▶ EXERCISE GOAL: Select every line in the entries below that contains the string "ceramic", and copy each one out in full.

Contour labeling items
- - - - - - -
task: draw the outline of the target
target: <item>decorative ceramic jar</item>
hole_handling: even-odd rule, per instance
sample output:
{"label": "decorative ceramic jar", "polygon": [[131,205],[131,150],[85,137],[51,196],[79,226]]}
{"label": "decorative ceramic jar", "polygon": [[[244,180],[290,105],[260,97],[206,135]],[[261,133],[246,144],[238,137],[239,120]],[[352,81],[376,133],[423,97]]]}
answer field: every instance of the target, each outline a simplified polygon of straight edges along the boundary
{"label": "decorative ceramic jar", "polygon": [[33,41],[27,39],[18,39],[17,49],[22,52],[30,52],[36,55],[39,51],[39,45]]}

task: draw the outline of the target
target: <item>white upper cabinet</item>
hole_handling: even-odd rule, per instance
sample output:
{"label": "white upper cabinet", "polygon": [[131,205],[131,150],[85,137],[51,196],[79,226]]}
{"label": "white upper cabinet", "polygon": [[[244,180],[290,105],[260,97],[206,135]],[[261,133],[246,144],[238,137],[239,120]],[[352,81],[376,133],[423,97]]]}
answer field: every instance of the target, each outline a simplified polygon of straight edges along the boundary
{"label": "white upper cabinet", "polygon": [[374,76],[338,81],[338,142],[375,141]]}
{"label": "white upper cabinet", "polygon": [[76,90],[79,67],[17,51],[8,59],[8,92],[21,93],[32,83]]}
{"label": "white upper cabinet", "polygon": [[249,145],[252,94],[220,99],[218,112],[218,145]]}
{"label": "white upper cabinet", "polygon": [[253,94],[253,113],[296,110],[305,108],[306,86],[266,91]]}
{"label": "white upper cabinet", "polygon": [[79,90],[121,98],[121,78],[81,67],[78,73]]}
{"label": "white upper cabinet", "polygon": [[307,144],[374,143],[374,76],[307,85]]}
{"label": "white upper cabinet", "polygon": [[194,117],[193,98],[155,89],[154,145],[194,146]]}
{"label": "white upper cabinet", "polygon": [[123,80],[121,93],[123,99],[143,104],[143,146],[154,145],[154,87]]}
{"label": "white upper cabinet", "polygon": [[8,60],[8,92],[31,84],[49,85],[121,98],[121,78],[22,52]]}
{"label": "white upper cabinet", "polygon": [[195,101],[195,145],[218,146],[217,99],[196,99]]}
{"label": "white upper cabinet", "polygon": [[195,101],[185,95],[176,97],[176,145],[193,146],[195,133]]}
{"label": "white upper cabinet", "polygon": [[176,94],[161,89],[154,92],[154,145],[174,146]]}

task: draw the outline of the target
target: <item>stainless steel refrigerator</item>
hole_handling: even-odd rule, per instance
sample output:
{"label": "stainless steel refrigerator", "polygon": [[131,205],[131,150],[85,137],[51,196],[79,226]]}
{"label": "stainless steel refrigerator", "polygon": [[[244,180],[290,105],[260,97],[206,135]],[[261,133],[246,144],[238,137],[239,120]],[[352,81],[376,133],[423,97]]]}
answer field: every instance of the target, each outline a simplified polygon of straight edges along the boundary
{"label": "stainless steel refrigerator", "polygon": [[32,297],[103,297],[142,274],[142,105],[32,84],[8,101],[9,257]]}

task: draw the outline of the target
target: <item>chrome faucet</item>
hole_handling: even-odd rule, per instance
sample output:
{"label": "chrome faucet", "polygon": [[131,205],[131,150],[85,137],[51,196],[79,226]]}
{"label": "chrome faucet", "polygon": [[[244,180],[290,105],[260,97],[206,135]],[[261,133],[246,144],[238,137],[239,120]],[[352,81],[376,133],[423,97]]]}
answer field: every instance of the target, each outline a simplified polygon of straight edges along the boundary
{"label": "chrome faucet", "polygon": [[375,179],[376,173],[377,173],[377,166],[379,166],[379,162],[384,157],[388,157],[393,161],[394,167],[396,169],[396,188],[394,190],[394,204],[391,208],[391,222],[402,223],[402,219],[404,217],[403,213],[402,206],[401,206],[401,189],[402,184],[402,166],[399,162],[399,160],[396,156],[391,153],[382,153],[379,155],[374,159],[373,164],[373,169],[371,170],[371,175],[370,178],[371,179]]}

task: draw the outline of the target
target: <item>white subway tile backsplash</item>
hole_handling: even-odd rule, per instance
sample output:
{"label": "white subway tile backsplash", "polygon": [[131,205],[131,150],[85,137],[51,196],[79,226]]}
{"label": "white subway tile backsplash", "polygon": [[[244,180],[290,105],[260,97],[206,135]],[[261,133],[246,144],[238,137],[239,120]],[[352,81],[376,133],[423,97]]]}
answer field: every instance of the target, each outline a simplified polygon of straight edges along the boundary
- - - - - - -
▶ OUTPUT BELOW:
target: <item>decorative ceramic jar</item>
{"label": "decorative ceramic jar", "polygon": [[131,205],[131,150],[85,137],[51,196],[79,226]]}
{"label": "decorative ceramic jar", "polygon": [[[244,180],[290,105],[260,97],[206,135]],[[261,133],[246,144],[238,137],[239,120]],[[352,81],[376,133],[423,97]]]}
{"label": "decorative ceramic jar", "polygon": [[33,41],[27,39],[18,39],[17,49],[22,52],[30,52],[36,55],[39,51],[39,45]]}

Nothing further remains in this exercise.